- [Your objective]
Each line below needs to be returned exactly. Skip any picture.

(Extracted records)
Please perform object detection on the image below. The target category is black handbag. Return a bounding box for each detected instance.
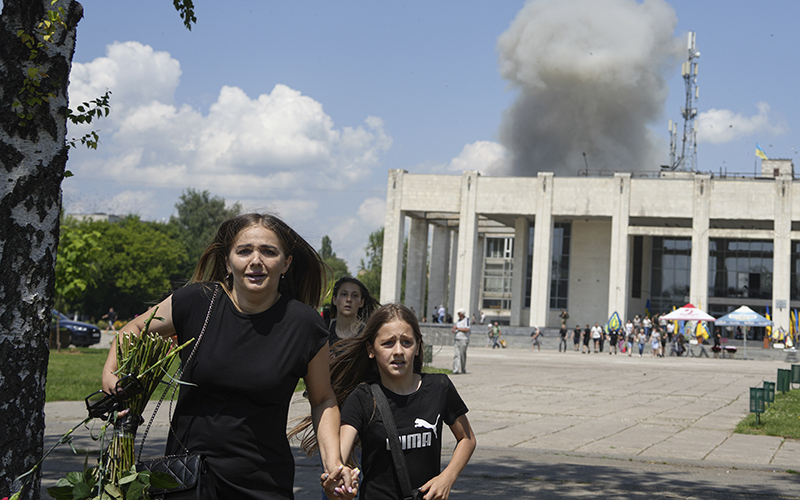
[135,285,218,499]
[370,383,424,500]
[137,454,207,499]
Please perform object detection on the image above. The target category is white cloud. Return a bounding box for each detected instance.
[356,197,386,228]
[696,102,786,144]
[68,42,391,195]
[448,141,509,175]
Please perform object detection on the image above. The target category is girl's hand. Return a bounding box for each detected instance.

- [Output for this task]
Please perform object detection on the image below. The target category is black handbag. Return a bounding box for each detected instance.
[135,285,218,499]
[370,383,424,500]
[137,454,207,499]
Please perform object detection on the image above. The target category is white cloud. Return a bounding box for each detected instance.
[356,197,386,228]
[696,102,786,144]
[68,42,391,195]
[448,141,509,175]
Please perform object detection on the image above. The target category is girl's hand. Return a bounding box for each detected instance.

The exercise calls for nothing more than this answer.